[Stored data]
◇ ◇ ◇

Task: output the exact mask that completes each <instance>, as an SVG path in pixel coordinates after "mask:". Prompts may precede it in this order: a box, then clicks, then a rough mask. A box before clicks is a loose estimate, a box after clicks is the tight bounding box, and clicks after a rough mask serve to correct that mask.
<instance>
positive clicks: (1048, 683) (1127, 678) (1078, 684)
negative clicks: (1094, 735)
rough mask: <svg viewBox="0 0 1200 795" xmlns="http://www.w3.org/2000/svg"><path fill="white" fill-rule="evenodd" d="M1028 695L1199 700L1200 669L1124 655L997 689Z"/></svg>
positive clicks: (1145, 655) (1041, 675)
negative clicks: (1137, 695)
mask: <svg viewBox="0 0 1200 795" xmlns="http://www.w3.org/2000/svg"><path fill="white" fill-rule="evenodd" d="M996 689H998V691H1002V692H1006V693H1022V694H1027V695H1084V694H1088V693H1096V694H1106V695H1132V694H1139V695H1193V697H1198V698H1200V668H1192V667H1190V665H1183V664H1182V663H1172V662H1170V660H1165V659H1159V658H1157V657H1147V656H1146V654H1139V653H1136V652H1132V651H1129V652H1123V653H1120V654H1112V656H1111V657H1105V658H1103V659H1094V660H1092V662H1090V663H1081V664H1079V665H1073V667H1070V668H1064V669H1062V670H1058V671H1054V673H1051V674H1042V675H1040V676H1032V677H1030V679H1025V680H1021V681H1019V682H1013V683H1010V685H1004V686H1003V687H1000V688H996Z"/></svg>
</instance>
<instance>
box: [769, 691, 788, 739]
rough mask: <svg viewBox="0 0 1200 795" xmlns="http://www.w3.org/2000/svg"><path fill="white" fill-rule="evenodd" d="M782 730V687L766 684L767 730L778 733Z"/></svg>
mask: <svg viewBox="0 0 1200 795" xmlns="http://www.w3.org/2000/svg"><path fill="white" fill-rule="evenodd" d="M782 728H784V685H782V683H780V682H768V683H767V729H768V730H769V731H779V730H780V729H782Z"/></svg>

◇ ◇ ◇

• _Assignment_:
Going through the records above, count the lines that hold "instance" and answer with the count alone.

• _Result of this task_:
4